-- BEGIN Given entries --

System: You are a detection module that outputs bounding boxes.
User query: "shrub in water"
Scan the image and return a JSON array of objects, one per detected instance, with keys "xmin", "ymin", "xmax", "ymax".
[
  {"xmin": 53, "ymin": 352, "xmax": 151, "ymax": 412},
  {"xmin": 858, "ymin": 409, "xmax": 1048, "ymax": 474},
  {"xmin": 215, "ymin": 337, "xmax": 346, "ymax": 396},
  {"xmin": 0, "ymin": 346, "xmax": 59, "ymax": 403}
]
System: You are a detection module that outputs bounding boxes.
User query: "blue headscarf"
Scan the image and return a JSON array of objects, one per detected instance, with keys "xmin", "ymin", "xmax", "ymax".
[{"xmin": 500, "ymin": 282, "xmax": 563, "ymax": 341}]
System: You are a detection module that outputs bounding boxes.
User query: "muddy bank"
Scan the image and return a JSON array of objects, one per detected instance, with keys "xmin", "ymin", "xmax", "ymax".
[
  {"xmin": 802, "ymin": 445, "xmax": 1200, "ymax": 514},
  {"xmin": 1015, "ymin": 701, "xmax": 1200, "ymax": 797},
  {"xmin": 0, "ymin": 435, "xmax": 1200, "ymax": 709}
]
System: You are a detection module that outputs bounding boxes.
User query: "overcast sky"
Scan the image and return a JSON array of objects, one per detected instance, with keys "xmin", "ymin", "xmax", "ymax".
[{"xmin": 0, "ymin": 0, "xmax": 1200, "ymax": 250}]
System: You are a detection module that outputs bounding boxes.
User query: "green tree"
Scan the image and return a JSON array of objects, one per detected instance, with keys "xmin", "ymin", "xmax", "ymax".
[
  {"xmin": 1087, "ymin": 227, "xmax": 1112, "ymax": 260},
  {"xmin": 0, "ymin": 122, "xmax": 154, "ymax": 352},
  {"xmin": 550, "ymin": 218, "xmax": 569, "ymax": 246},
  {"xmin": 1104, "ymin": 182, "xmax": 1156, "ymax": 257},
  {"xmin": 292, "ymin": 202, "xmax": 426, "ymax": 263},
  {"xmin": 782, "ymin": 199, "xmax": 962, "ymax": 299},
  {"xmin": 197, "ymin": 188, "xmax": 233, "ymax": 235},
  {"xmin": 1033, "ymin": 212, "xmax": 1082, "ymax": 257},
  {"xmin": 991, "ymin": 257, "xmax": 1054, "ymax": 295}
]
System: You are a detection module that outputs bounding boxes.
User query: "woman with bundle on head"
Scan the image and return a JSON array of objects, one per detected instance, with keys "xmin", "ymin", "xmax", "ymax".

-- END Given entries --

(What to work on):
Return every line of the listing above that contains the string "User". Letter case matters.

(Output for this task):
User query: "shrub in water"
User query: "blue headscarf"
User query: "muddy bank"
User query: "overcast sky"
User query: "green tree"
User query: "woman with bundle on head"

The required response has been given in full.